**LISTING**

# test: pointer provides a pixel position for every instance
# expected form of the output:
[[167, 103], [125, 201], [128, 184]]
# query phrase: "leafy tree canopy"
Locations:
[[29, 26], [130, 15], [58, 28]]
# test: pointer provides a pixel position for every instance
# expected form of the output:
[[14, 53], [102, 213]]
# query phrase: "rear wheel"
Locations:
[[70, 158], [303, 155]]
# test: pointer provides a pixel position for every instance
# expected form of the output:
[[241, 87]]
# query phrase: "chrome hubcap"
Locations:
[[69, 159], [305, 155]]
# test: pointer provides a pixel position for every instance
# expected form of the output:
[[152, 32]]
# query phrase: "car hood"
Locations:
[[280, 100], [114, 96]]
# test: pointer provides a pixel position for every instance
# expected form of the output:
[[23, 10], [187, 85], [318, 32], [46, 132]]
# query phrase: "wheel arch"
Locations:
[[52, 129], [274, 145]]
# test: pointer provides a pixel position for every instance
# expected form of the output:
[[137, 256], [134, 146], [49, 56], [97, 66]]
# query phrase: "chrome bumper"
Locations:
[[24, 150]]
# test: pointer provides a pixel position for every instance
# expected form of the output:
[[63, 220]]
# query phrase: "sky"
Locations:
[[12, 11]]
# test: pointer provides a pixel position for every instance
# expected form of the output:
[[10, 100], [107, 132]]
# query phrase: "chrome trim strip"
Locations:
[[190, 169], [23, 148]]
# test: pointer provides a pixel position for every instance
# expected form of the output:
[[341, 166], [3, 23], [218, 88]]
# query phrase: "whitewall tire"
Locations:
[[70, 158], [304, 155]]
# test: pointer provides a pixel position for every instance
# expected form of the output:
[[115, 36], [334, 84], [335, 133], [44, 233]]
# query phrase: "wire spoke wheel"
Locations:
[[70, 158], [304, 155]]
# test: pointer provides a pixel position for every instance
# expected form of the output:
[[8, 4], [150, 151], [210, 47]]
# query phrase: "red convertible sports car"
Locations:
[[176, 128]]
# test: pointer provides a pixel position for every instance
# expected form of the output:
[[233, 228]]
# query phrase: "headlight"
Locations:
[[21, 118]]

**WHAT YOU HAVE TO DO**
Reproduce every item above, renaming "query phrase" to "target label" wherever it appears and changing nothing else.

**RESULT OF THIS TASK**
# test: pointer provides a pixel position for every instance
# expected form of the output:
[[167, 103], [125, 201], [128, 184]]
# target label: "leafy tree canopy"
Locations:
[[29, 26], [130, 15], [58, 28]]
# test: pointer provides a pixel position for every instance
# expected form of the output:
[[14, 53], [102, 213]]
# target label: "rear wheel"
Locations:
[[70, 158], [303, 155]]
# test: pointer provides a pixel position for every instance
# expected form of the output:
[[241, 87]]
# target label: "chrome hubcap"
Locations:
[[69, 159], [305, 155]]
# test: pointer provides a pixel position for every instance
# expected form of the output:
[[152, 32]]
# target label: "car hood"
Locations:
[[280, 100], [114, 96]]
# test: pointer provides a pixel position for every instance
# expected form of the output:
[[23, 10], [187, 85], [318, 32], [46, 132]]
# target label: "wheel arch"
Locations:
[[52, 129], [274, 145]]
# test: pointer provides a pixel position for every instance
# expected form of the output:
[[137, 256], [134, 146], [49, 56], [97, 66]]
# target label: "chrome bumper"
Locations:
[[24, 150]]
# test: pointer provides a pixel position for every instance
# expected form of the output:
[[63, 220]]
# target label: "sky"
Locations:
[[12, 11]]
# test: pointer provides a pixel position for every instance
# expected form of the output:
[[10, 100], [107, 132]]
# target label: "chrome trim strip"
Locations:
[[190, 169], [23, 148]]
# test: pointer provides a pixel position for every instance
# expected form of the output:
[[341, 166], [3, 23], [218, 88]]
# target label: "whitewall tire"
Locations:
[[70, 158], [304, 155]]
# test: pointer provides a pixel position for every instance
# expected form of the output:
[[115, 36], [334, 84], [335, 133], [44, 233]]
# target label: "wire spoke wheel"
Locations:
[[70, 158], [304, 155]]
# test: pointer provides a pixel position for every instance
# expected form of the output:
[[8, 4], [150, 151], [210, 47]]
# target label: "red convertible sports car"
Locations:
[[176, 128]]
# test: pointer provides a pixel position for every instance
# expected form of the output:
[[233, 228]]
# target label: "headlight"
Locations:
[[21, 118]]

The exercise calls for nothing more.